*Problem requirements:*
Recast the data below as a Markdown table with the columns "Row" and "Line," numbering each non-blank line in order and omitting blank lines.

*Input rows:*
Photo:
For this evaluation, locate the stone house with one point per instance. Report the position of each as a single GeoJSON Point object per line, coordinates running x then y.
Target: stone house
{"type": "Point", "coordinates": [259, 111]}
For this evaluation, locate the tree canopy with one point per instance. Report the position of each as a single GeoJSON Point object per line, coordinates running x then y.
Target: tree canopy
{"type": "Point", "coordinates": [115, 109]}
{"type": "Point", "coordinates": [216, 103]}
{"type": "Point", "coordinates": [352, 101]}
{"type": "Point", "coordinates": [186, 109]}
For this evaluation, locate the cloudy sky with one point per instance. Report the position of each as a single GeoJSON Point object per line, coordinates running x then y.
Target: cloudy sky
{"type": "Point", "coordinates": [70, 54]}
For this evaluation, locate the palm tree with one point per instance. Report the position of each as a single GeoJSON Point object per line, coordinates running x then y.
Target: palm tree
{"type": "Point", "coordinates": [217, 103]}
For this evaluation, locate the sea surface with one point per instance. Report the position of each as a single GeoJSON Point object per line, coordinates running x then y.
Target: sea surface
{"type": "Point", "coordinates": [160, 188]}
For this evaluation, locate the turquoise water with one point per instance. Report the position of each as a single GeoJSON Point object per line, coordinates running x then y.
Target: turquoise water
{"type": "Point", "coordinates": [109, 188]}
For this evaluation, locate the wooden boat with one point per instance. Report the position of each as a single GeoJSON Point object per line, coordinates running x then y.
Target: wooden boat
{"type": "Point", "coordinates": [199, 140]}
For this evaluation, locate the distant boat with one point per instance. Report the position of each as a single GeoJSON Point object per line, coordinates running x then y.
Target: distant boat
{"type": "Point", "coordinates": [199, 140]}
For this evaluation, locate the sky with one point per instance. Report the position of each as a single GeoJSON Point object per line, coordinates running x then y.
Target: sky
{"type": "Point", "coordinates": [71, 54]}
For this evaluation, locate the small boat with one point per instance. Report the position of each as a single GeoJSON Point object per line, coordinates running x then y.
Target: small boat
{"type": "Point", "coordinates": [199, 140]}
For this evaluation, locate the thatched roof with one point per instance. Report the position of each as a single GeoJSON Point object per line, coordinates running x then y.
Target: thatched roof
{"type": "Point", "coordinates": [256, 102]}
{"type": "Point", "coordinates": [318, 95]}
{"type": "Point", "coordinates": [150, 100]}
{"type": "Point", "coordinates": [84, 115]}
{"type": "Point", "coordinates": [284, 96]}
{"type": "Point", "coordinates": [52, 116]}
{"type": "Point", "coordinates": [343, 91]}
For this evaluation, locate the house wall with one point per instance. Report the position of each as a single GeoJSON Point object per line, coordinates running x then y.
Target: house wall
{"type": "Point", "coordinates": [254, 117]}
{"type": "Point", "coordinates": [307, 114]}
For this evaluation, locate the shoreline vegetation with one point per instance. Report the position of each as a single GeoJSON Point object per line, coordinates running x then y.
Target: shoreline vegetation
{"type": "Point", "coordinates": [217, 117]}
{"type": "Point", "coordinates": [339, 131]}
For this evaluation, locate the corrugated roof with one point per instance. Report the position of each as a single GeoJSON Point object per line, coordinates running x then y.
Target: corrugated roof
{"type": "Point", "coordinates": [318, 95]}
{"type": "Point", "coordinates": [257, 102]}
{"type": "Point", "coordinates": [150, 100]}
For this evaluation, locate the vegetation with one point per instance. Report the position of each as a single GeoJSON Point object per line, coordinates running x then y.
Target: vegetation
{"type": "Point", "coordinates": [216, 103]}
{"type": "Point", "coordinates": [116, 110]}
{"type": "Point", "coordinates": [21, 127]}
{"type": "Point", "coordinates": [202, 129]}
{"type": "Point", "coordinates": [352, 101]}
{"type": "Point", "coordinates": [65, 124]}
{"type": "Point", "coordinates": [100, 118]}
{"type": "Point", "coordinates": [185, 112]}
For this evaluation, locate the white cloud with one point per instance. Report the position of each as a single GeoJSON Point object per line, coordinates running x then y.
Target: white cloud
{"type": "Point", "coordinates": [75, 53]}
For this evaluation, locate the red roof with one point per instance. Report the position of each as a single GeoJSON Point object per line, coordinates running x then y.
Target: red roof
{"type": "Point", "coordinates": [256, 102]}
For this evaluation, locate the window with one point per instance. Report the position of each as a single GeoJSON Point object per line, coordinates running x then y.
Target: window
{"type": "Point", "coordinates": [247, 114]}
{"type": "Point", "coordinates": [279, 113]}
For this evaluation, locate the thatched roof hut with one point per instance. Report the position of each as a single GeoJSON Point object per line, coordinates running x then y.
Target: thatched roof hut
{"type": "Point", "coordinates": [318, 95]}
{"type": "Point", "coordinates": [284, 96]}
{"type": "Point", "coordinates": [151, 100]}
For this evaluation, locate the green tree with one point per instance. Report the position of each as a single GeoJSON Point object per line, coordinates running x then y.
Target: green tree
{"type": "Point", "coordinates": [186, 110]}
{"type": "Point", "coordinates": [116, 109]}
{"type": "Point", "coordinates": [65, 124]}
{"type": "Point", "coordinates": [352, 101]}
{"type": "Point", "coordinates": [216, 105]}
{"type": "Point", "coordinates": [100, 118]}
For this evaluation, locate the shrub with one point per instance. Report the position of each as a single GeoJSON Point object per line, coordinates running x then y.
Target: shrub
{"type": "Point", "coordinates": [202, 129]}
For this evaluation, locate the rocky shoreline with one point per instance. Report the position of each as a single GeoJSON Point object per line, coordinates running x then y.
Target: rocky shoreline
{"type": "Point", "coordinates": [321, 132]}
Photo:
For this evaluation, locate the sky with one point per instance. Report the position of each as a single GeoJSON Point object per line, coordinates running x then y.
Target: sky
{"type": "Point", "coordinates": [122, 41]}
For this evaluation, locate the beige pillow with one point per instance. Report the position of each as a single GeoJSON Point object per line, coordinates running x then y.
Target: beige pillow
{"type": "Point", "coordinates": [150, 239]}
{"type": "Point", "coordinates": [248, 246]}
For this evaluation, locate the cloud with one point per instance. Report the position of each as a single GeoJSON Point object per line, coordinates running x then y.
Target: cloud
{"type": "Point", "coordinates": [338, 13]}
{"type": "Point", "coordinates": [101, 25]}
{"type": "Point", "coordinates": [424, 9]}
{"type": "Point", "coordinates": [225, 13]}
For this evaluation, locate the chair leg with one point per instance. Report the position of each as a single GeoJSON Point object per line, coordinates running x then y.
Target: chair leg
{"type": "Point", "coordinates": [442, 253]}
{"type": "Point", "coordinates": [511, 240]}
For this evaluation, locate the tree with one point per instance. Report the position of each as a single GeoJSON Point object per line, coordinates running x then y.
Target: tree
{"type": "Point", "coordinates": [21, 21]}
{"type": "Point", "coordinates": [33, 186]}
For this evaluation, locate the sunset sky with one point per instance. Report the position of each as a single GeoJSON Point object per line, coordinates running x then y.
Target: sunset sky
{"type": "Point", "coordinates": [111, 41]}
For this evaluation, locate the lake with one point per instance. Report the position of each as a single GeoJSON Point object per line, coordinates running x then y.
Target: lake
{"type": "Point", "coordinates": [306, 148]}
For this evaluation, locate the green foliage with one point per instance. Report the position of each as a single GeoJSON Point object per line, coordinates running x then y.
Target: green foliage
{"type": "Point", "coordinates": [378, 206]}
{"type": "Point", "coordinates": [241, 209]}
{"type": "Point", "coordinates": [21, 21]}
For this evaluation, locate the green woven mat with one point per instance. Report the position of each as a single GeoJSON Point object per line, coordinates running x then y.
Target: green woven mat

*Solution to this problem:*
| Row | Line |
|---|---|
| 1 | Photo: |
| 2 | For this evaluation, locate the stone house with one point per instance. Report the position of each as a single GeoJSON Point object per line, coordinates running x then y. |
| 3 | Target: stone house |
| 4 | {"type": "Point", "coordinates": [259, 111]} |
| 5 | For this evaluation, locate the tree canopy with one point per instance. Report the position of each as a single GeoJSON Point object per line, coordinates running x then y. |
| 6 | Target: tree canopy |
| 7 | {"type": "Point", "coordinates": [115, 109]} |
| 8 | {"type": "Point", "coordinates": [216, 103]} |
| 9 | {"type": "Point", "coordinates": [352, 101]} |
| 10 | {"type": "Point", "coordinates": [186, 109]} |
| 11 | For this evaluation, locate the cloudy sky with one point per instance. Report the position of each as a single GeoJSON Point object per line, coordinates running x then y. |
| 12 | Target: cloudy sky |
| 13 | {"type": "Point", "coordinates": [70, 54]} |
| 14 | For this evaluation, locate the palm tree with one point per instance. Report the position of each as a single GeoJSON Point object per line, coordinates running x then y. |
| 15 | Target: palm tree |
| 16 | {"type": "Point", "coordinates": [217, 103]} |
| 17 | For this evaluation, locate the sea surface with one point per instance. Report the position of each as a single GeoJSON Point object per line, coordinates running x then y. |
| 18 | Target: sea surface |
| 19 | {"type": "Point", "coordinates": [160, 188]} |
| 20 | For this evaluation, locate the turquoise water with one point per instance. Report the position of each as a single GeoJSON Point object per line, coordinates running x then y. |
| 21 | Target: turquoise water |
| 22 | {"type": "Point", "coordinates": [109, 188]} |
| 23 | For this evaluation, locate the wooden boat with one point per instance. Report the position of each as a single GeoJSON Point object per line, coordinates running x then y. |
| 24 | Target: wooden boat |
| 25 | {"type": "Point", "coordinates": [199, 140]} |
| 26 | For this evaluation, locate the distant boat with one point per instance. Report the position of each as a single GeoJSON Point object per line, coordinates running x then y. |
| 27 | Target: distant boat |
| 28 | {"type": "Point", "coordinates": [199, 140]} |
| 29 | For this evaluation, locate the sky with one point per instance. Report the position of each as a single GeoJSON Point object per line, coordinates running x then y. |
| 30 | Target: sky |
| 31 | {"type": "Point", "coordinates": [71, 54]} |
| 32 | For this evaluation, locate the small boat with one point per instance. Report the position of each as a single GeoJSON Point object per line, coordinates running x then y. |
| 33 | Target: small boat |
| 34 | {"type": "Point", "coordinates": [199, 140]} |
| 35 | For this evaluation, locate the thatched roof with one point per instance. Report the position of each as a single GeoJSON Point object per line, coordinates running x then y. |
| 36 | Target: thatched roof |
| 37 | {"type": "Point", "coordinates": [256, 102]} |
| 38 | {"type": "Point", "coordinates": [318, 95]} |
| 39 | {"type": "Point", "coordinates": [150, 100]} |
| 40 | {"type": "Point", "coordinates": [84, 115]} |
| 41 | {"type": "Point", "coordinates": [284, 96]} |
| 42 | {"type": "Point", "coordinates": [52, 116]} |
| 43 | {"type": "Point", "coordinates": [343, 91]} |
| 44 | For this evaluation, locate the house wall with one point per instance. Report the position of each as a single GeoJSON Point object per line, coordinates running x then y. |
| 45 | Target: house wall |
| 46 | {"type": "Point", "coordinates": [254, 117]} |
| 47 | {"type": "Point", "coordinates": [307, 114]} |
| 48 | For this evaluation, locate the shoreline vegetation with one point per instance. Report the position of each as a single GeoJSON Point object per line, coordinates running x then y. |
| 49 | Target: shoreline vegetation |
| 50 | {"type": "Point", "coordinates": [217, 117]} |
| 51 | {"type": "Point", "coordinates": [339, 131]} |
| 52 | For this evaluation, locate the corrugated roof with one point per instance. Report the position of each as a single GeoJSON Point object per line, coordinates running x then y. |
| 53 | Target: corrugated roof |
| 54 | {"type": "Point", "coordinates": [318, 95]} |
| 55 | {"type": "Point", "coordinates": [257, 102]} |
| 56 | {"type": "Point", "coordinates": [150, 100]} |
| 57 | For this evaluation, locate the vegetation with one point per instance. Report the position of each as a single GeoJSON Point object per line, coordinates running x then y. |
| 58 | Target: vegetation |
| 59 | {"type": "Point", "coordinates": [216, 103]} |
| 60 | {"type": "Point", "coordinates": [116, 110]} |
| 61 | {"type": "Point", "coordinates": [21, 127]} |
| 62 | {"type": "Point", "coordinates": [202, 129]} |
| 63 | {"type": "Point", "coordinates": [352, 101]} |
| 64 | {"type": "Point", "coordinates": [65, 124]} |
| 65 | {"type": "Point", "coordinates": [100, 118]} |
| 66 | {"type": "Point", "coordinates": [185, 112]} |
| 67 | For this evaluation, locate the white cloud with one point per instance. Report the position of each as a single GeoJSON Point object per line, coordinates running x then y. |
| 68 | Target: white cloud |
| 69 | {"type": "Point", "coordinates": [75, 53]} |
| 70 | For this evaluation, locate the red roof with one point per instance. Report the position of each as a single GeoJSON Point object per line, coordinates running x then y. |
| 71 | Target: red roof |
| 72 | {"type": "Point", "coordinates": [256, 102]} |
| 73 | For this evaluation, locate the window with one point per instance. Report the position of each as a single GeoJSON Point object per line, coordinates running x then y. |
| 74 | Target: window |
| 75 | {"type": "Point", "coordinates": [247, 114]} |
| 76 | {"type": "Point", "coordinates": [279, 113]} |
| 77 | For this evaluation, locate the thatched roof hut with one point per instance. Report the position of each as a single GeoJSON Point object per line, coordinates running x then y. |
| 78 | Target: thatched roof hut |
| 79 | {"type": "Point", "coordinates": [318, 95]} |
| 80 | {"type": "Point", "coordinates": [284, 96]} |
| 81 | {"type": "Point", "coordinates": [151, 100]} |
| 82 | For this evaluation, locate the green tree with one point per instance. Report the position of each as a single GeoJSON Point object per line, coordinates running x then y. |
| 83 | Target: green tree |
| 84 | {"type": "Point", "coordinates": [186, 110]} |
| 85 | {"type": "Point", "coordinates": [116, 109]} |
| 86 | {"type": "Point", "coordinates": [65, 124]} |
| 87 | {"type": "Point", "coordinates": [352, 101]} |
| 88 | {"type": "Point", "coordinates": [216, 105]} |
| 89 | {"type": "Point", "coordinates": [100, 118]} |
| 90 | For this evaluation, locate the shrub with one point per instance. Report the position of each as a single GeoJSON Point object per line, coordinates running x then y. |
| 91 | Target: shrub |
| 92 | {"type": "Point", "coordinates": [202, 129]} |
| 93 | For this evaluation, locate the rocky shoreline with one point per instance. Report the position of each as a single GeoJSON Point object per line, coordinates running x then y. |
| 94 | Target: rocky shoreline |
| 95 | {"type": "Point", "coordinates": [321, 132]} |
| 96 | Photo: |
| 97 | For this evaluation, locate the sky with one point per instance. Report the position of each as a single GeoJSON Point object per line, coordinates running x then y. |
| 98 | Target: sky |
| 99 | {"type": "Point", "coordinates": [122, 41]} |
| 100 | For this evaluation, locate the beige pillow with one point per instance. Report the position of each as a single GeoJSON Point object per line, coordinates running x then y. |
| 101 | Target: beige pillow |
| 102 | {"type": "Point", "coordinates": [150, 239]} |
| 103 | {"type": "Point", "coordinates": [248, 246]} |
| 104 | For this evaluation, locate the cloud with one point per instance. Report the position of each as a single GeoJSON Point object per line, coordinates running x then y. |
| 105 | Target: cloud |
| 106 | {"type": "Point", "coordinates": [338, 13]} |
| 107 | {"type": "Point", "coordinates": [101, 25]} |
| 108 | {"type": "Point", "coordinates": [424, 9]} |
| 109 | {"type": "Point", "coordinates": [225, 13]} |
| 110 | For this evaluation, locate the chair leg with one point per instance. Report the position of each as a single GeoJSON Point object per line, coordinates running x then y. |
| 111 | Target: chair leg |
| 112 | {"type": "Point", "coordinates": [442, 253]} |
| 113 | {"type": "Point", "coordinates": [511, 240]} |
| 114 | For this evaluation, locate the tree with one point per instance. Report the position of each as a single GeoJSON Point object per line, coordinates running x then y. |
| 115 | Target: tree |
| 116 | {"type": "Point", "coordinates": [21, 21]} |
| 117 | {"type": "Point", "coordinates": [33, 186]} |
| 118 | For this evaluation, locate the sunset sky with one point per instance. Report the position of each as a single GeoJSON Point object per line, coordinates running x then y. |
| 119 | Target: sunset sky |
| 120 | {"type": "Point", "coordinates": [111, 41]} |
| 121 | For this evaluation, locate the lake with one point per instance. Report the position of each as a single GeoJSON Point object per line, coordinates running x then y. |
| 122 | Target: lake |
| 123 | {"type": "Point", "coordinates": [306, 148]} |
| 124 | For this evaluation, locate the green foliage with one point per instance. Report the position of each as a single GeoJSON Point object per line, coordinates running x then y. |
| 125 | Target: green foliage |
| 126 | {"type": "Point", "coordinates": [378, 206]} |
| 127 | {"type": "Point", "coordinates": [241, 209]} |
| 128 | {"type": "Point", "coordinates": [21, 21]} |
| 129 | For this evaluation, locate the green woven mat with one point per instance. Report the position of each as a single GeoJSON Point object per line, coordinates running x then y. |
| 130 | Target: green woven mat |